Segmentation data
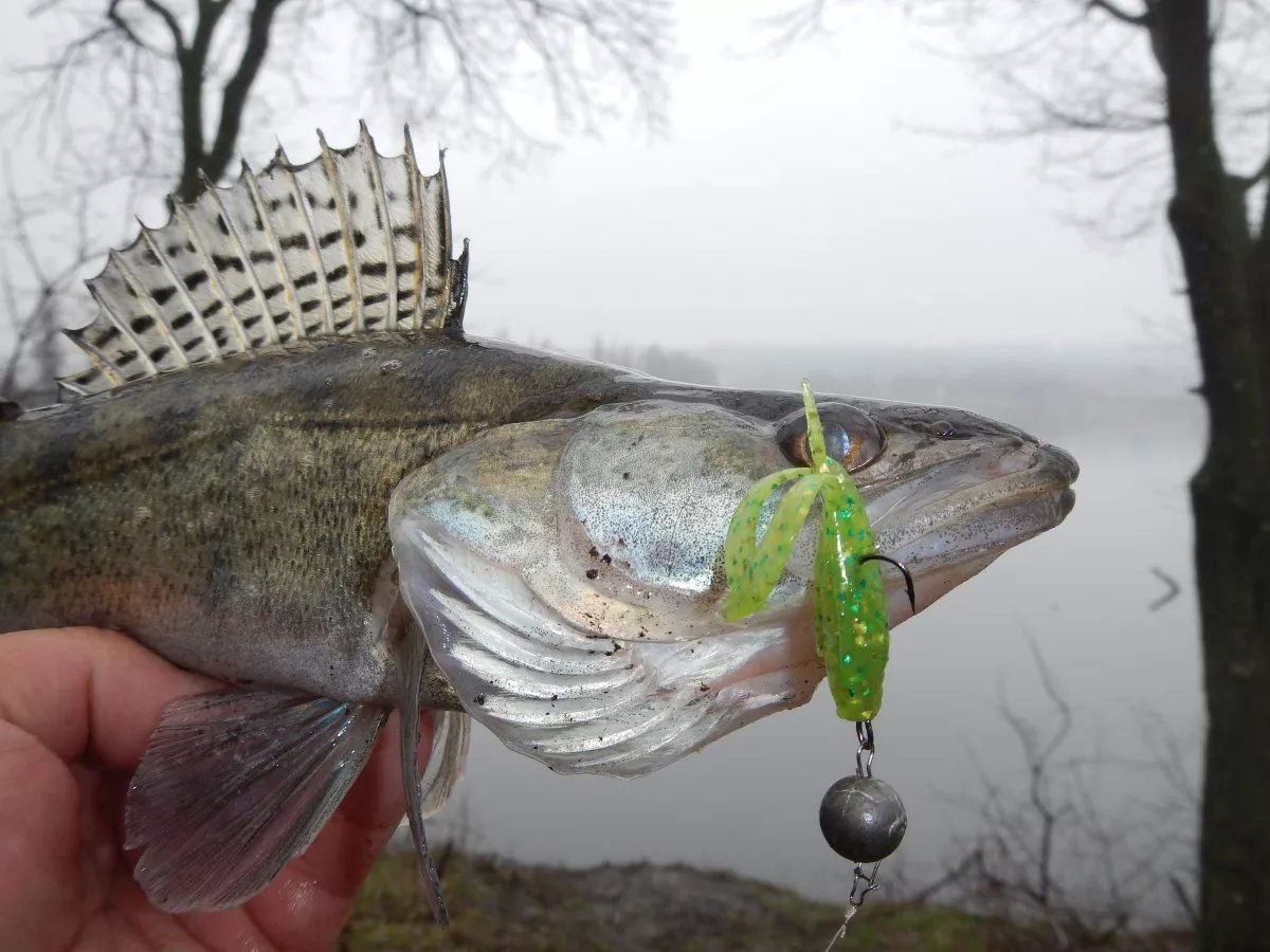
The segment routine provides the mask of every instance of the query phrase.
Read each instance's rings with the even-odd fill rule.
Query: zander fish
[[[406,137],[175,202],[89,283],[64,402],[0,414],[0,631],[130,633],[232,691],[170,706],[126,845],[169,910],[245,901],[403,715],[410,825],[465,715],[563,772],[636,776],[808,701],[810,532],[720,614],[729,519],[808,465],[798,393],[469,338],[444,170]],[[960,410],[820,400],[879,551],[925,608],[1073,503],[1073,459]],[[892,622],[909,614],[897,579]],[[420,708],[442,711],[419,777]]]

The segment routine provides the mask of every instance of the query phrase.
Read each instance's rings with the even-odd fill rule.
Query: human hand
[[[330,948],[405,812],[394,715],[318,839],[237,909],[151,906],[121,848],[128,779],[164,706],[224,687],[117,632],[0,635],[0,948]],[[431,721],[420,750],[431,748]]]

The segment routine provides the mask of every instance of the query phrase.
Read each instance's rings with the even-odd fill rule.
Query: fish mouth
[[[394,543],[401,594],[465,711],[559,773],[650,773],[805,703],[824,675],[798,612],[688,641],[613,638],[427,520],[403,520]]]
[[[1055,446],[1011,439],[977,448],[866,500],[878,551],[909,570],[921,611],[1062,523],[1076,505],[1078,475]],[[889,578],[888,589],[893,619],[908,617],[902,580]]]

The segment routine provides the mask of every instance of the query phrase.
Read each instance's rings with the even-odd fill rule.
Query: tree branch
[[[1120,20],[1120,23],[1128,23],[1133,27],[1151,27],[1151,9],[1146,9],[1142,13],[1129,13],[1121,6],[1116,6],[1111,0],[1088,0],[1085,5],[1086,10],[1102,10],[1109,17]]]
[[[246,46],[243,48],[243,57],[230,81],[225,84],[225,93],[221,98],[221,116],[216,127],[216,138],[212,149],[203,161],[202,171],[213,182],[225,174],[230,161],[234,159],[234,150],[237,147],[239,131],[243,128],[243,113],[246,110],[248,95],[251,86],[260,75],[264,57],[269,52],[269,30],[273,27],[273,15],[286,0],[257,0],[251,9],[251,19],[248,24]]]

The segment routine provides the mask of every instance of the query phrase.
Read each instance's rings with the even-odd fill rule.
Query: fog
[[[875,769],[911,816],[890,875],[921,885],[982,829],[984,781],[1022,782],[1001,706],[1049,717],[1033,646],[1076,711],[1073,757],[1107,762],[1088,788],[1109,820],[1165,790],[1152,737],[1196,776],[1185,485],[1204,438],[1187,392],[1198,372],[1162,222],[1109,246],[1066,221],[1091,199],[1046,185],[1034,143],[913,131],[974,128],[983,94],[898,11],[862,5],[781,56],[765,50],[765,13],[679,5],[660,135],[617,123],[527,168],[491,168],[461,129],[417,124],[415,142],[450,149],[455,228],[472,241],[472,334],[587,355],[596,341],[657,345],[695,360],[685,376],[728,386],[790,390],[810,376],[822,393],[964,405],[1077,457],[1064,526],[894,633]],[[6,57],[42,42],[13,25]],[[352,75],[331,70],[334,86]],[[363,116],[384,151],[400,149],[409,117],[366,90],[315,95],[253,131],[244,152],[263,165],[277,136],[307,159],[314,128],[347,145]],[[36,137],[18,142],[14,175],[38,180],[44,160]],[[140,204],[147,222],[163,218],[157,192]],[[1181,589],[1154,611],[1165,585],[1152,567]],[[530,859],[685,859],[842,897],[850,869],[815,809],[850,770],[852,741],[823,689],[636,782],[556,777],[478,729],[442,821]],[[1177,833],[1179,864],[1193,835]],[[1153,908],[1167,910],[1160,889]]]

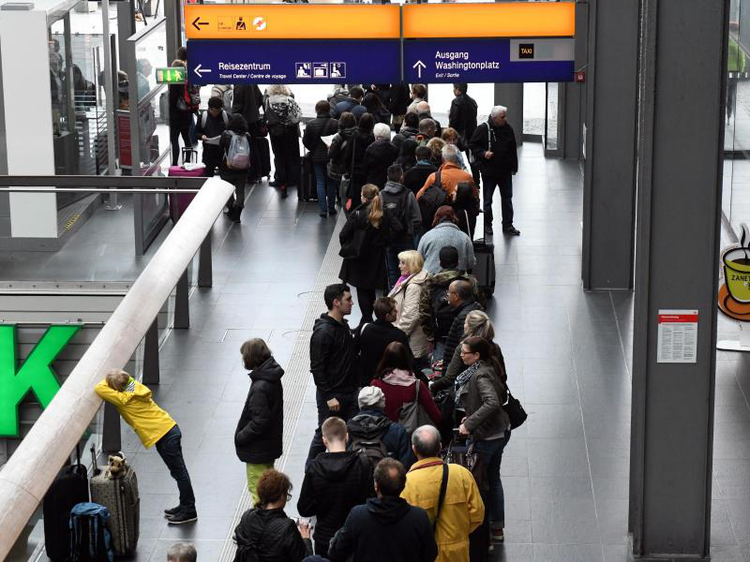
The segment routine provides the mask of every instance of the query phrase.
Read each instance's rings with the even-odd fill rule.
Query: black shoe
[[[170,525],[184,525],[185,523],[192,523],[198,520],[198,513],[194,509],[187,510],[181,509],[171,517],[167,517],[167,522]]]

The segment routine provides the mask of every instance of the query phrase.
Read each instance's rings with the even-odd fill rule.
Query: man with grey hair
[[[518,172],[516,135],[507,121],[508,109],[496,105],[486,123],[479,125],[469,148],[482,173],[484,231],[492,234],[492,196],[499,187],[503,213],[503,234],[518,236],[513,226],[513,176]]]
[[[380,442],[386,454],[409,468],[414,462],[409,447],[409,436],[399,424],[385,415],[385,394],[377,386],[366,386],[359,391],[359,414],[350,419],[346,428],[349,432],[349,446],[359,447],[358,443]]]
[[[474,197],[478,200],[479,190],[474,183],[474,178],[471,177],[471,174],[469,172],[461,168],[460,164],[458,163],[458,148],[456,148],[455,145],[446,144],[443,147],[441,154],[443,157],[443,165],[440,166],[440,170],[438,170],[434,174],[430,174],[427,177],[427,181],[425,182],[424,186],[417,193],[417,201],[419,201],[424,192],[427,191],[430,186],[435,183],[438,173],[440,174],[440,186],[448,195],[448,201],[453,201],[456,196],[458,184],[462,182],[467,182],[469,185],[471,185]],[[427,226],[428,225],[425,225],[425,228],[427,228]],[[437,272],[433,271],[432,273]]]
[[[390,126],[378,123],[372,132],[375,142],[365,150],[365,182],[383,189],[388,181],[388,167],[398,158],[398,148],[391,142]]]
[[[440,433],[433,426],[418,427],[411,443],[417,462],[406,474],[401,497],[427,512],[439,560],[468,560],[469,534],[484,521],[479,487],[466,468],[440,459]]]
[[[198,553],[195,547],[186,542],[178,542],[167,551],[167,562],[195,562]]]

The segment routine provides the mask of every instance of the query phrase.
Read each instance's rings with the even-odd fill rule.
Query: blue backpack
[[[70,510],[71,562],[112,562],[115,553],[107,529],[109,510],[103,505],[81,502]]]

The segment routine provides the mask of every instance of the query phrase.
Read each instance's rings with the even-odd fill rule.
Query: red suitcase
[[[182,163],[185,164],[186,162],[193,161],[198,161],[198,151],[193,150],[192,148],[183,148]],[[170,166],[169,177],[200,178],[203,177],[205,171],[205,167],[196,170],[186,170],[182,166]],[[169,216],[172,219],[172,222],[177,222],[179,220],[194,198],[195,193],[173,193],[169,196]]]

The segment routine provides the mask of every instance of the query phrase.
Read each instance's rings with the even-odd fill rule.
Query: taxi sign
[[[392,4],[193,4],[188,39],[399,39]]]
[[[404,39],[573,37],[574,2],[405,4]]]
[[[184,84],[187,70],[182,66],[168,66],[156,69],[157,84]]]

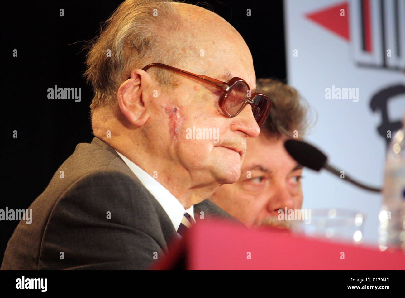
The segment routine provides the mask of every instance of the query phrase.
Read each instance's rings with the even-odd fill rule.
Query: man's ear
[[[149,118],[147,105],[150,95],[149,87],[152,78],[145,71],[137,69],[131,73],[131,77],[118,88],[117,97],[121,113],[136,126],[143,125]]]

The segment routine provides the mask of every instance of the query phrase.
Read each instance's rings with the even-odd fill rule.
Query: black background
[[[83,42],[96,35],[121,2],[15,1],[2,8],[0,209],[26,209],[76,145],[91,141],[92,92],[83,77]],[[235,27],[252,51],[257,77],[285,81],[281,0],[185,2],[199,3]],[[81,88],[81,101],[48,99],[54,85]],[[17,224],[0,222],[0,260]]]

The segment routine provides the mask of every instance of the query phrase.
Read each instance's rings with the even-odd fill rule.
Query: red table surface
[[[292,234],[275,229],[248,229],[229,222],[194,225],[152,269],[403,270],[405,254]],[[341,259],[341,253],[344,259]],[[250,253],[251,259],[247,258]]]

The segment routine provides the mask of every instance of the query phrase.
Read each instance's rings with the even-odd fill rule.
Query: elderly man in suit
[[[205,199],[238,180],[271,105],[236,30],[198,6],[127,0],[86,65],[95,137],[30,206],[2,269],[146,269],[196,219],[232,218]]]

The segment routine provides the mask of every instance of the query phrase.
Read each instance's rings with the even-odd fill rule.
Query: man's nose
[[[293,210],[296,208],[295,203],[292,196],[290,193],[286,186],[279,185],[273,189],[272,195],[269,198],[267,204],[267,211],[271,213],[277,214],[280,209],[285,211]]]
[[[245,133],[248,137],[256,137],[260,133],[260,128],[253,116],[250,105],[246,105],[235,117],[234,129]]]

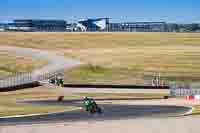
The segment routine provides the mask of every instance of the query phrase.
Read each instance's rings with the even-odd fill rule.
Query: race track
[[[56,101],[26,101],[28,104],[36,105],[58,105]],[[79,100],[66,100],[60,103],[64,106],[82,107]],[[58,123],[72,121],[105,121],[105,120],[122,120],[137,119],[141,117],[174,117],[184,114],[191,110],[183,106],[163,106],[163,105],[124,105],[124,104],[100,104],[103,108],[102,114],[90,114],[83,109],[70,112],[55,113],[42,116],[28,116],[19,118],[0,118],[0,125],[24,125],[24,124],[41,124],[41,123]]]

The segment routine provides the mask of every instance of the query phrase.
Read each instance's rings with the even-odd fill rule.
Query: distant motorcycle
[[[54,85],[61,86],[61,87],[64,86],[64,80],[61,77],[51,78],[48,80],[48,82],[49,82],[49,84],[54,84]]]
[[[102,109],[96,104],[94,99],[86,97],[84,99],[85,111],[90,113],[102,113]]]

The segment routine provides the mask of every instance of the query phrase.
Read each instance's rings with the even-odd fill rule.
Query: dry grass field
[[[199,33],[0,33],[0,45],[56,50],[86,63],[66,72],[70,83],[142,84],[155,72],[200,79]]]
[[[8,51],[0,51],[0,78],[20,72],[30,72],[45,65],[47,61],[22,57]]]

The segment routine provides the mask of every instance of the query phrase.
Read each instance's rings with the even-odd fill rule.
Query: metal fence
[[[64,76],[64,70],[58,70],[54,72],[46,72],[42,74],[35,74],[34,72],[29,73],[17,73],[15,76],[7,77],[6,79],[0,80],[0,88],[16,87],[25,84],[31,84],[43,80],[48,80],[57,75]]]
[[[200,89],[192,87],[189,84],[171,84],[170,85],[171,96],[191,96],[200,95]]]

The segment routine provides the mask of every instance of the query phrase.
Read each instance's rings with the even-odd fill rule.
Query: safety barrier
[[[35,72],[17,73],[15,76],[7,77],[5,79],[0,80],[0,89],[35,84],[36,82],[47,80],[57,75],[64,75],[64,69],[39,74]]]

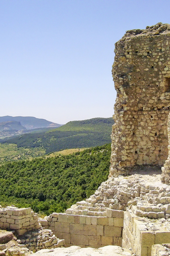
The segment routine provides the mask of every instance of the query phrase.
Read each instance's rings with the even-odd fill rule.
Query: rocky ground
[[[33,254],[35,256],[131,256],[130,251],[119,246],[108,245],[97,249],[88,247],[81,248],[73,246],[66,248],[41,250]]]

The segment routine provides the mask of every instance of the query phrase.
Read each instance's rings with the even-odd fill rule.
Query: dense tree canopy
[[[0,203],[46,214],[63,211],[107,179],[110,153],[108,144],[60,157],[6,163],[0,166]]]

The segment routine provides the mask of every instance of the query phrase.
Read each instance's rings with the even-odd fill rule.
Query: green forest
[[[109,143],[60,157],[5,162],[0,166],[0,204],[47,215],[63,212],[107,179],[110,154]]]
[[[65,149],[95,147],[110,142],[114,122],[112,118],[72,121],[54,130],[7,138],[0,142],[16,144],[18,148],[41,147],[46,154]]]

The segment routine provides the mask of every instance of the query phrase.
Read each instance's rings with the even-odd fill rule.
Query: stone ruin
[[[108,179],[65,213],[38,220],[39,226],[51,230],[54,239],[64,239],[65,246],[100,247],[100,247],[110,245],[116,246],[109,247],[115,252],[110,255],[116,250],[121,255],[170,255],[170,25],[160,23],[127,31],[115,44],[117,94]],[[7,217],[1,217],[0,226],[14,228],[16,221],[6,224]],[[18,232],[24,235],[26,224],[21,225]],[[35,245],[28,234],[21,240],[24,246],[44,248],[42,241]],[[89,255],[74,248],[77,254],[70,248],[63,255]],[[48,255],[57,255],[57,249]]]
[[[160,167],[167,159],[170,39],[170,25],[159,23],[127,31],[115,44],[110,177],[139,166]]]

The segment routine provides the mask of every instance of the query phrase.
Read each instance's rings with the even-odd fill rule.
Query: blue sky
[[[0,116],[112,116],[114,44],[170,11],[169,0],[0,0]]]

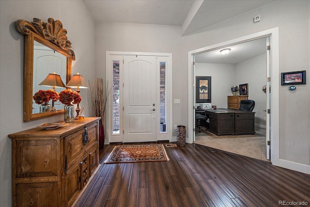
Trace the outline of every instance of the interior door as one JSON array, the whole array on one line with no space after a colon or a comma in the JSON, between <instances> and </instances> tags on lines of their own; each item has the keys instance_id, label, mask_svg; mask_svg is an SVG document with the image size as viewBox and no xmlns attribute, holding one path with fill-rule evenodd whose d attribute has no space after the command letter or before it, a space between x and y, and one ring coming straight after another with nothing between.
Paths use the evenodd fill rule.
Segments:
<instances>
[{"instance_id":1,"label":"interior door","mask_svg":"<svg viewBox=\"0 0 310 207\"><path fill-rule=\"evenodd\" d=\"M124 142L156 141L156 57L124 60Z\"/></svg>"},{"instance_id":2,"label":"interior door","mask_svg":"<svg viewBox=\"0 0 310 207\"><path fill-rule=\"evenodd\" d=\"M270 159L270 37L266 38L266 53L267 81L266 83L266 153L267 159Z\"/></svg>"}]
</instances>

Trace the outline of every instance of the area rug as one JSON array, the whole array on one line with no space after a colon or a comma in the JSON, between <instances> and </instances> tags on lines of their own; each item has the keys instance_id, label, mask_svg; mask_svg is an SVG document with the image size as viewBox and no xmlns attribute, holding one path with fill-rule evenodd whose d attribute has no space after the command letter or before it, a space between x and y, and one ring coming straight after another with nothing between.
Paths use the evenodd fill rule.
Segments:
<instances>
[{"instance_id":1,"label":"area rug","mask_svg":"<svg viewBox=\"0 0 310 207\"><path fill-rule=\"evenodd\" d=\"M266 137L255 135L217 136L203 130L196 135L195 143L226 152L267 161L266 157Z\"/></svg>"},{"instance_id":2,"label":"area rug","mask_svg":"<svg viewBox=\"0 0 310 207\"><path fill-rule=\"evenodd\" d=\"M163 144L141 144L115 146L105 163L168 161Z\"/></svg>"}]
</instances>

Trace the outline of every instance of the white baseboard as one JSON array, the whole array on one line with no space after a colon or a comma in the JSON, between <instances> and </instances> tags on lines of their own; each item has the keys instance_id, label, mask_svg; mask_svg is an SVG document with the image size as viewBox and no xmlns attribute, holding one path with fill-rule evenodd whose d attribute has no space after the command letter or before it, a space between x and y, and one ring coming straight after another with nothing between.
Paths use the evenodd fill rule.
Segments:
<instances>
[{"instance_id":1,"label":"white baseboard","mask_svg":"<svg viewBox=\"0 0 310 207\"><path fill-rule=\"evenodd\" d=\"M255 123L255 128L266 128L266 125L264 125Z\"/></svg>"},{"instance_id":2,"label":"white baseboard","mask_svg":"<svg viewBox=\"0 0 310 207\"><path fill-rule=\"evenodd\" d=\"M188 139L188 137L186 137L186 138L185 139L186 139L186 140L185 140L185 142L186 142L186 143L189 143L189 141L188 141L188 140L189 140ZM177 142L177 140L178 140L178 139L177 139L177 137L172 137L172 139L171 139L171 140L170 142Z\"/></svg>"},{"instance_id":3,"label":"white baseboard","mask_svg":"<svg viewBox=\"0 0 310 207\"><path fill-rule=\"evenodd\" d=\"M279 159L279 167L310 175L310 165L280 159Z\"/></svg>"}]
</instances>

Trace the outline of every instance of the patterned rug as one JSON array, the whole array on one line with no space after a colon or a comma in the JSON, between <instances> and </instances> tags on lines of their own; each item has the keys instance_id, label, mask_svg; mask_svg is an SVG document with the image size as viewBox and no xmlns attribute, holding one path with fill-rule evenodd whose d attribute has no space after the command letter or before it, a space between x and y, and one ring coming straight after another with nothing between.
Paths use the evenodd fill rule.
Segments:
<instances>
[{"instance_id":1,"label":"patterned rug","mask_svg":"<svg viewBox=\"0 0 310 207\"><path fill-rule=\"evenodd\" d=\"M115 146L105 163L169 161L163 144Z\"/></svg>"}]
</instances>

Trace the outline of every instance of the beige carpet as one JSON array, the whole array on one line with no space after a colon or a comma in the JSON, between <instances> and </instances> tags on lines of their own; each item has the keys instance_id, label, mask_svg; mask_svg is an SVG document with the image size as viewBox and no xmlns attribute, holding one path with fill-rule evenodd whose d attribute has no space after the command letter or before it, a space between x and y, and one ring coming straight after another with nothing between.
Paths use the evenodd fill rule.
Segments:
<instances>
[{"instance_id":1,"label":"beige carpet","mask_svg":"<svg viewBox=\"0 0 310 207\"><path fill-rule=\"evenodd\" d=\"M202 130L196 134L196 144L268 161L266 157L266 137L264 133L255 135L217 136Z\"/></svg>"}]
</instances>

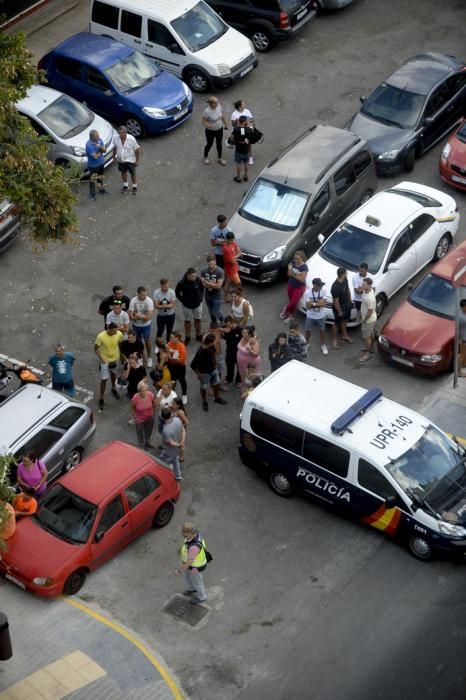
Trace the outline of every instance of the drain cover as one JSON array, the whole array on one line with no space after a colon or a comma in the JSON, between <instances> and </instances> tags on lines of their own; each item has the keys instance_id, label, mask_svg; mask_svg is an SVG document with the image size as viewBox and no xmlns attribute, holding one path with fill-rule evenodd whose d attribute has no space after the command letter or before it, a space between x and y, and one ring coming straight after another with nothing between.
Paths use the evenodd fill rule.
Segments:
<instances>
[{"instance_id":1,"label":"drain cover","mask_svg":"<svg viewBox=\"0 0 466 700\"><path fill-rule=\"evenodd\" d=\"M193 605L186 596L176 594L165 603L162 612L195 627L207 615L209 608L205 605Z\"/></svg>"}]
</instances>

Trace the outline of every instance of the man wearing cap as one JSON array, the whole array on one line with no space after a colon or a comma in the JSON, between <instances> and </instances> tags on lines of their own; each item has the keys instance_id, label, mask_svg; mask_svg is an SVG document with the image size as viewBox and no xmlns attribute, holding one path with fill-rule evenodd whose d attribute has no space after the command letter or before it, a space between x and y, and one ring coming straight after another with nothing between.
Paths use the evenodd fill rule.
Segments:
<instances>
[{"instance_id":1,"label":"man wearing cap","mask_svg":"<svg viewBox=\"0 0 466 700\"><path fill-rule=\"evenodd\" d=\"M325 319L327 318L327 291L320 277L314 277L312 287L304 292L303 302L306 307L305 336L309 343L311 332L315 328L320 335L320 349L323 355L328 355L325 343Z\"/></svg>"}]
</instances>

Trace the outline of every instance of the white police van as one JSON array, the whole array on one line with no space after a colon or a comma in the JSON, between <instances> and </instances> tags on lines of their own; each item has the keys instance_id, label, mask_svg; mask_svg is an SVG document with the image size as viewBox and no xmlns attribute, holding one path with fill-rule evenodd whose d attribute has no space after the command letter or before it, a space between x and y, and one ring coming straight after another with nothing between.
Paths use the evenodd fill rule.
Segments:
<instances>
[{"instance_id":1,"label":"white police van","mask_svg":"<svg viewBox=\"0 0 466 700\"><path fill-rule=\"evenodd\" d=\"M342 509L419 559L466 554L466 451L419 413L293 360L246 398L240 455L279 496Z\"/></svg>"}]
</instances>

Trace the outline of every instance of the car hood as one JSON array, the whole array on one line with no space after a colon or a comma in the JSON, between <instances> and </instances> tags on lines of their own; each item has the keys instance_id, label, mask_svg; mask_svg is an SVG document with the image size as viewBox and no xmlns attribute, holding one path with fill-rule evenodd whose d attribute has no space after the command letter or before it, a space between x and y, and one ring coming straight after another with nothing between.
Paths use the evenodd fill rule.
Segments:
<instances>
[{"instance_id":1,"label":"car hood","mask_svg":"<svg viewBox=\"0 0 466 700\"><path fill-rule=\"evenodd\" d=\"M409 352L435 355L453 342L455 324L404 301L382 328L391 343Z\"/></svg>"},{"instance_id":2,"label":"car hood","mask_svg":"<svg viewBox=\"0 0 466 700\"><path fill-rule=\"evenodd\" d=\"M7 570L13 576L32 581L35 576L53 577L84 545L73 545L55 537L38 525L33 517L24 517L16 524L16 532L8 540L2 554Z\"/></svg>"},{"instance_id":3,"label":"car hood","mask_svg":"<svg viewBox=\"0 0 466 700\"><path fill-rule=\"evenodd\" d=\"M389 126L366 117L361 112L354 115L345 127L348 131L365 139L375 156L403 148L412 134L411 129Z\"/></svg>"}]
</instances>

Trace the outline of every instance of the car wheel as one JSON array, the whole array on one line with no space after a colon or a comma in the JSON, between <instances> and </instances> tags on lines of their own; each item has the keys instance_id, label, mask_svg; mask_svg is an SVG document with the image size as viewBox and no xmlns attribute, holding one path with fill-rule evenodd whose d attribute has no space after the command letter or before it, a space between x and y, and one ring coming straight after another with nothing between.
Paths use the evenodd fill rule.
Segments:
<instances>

*AIM*
Return every line of the records above that contains the word "black".

*TASK ANSWER*
Query: black shoe
Query: black background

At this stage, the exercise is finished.